** start of SUPPLIED INFORMATION **

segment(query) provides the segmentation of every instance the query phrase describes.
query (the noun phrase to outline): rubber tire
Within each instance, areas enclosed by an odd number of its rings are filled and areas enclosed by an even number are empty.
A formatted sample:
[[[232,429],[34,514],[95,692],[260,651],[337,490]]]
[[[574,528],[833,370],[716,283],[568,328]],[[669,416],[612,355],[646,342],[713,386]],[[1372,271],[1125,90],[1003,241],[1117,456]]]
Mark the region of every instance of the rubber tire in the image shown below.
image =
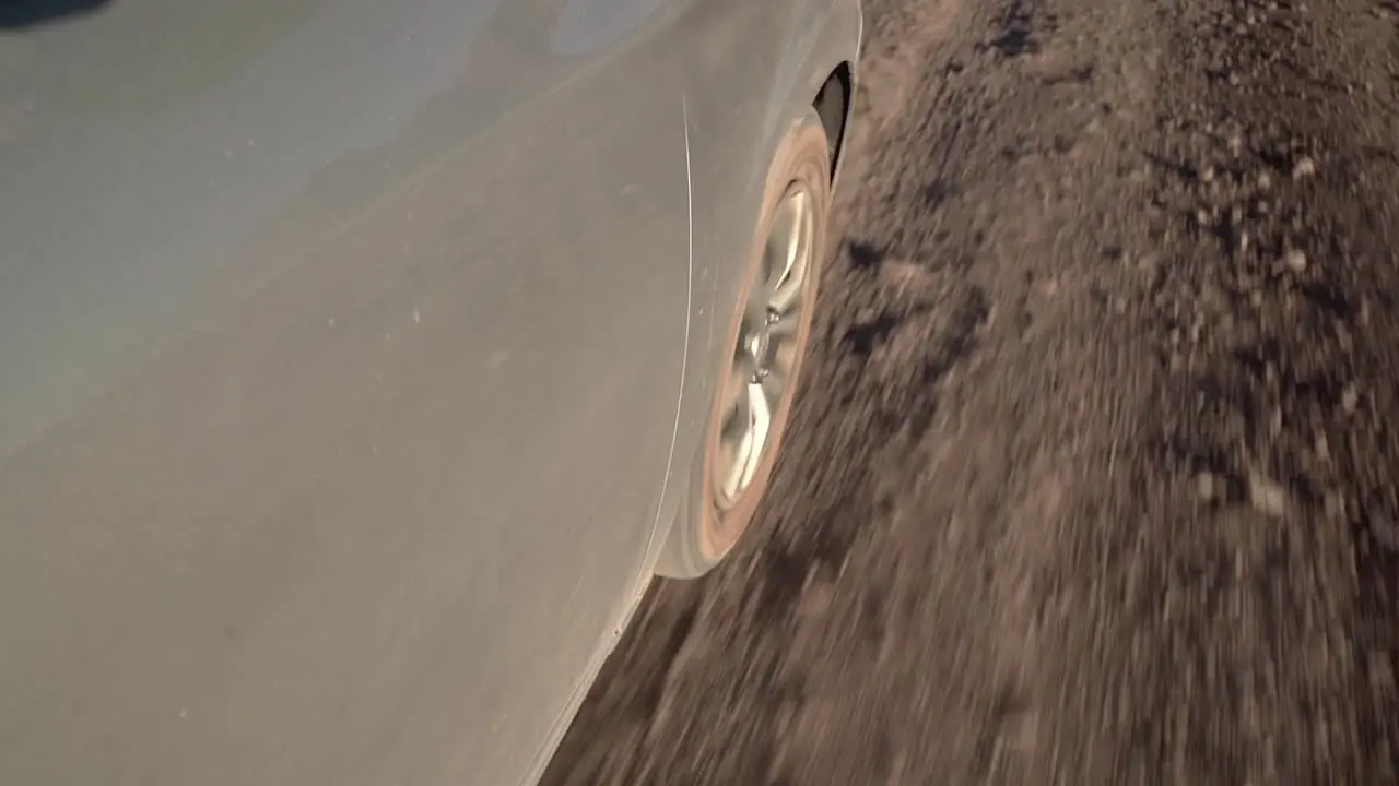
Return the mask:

** end of SUPPLIED INFORMATION **

Can you print the listing above line for line, leaving out the pictures?

CORRECT RESULT
segment(query) provides the segmentation of every instance the query phrase describes.
query (the noun phrase to outline): rubber tire
Within each instance, areas enclosed by an odd number of its rings are filled and areas enclosed by an even number are empty.
A formatted sample:
[[[232,429],[34,514],[95,692],[260,651],[337,490]]]
[[[574,528],[833,370],[716,283],[568,328]],[[669,416],[612,355],[646,342],[713,386]],[[1372,271],[1125,90],[1003,241],[1117,456]]]
Mark the region of every instance of the rubber tire in the image shown below.
image =
Return the mask:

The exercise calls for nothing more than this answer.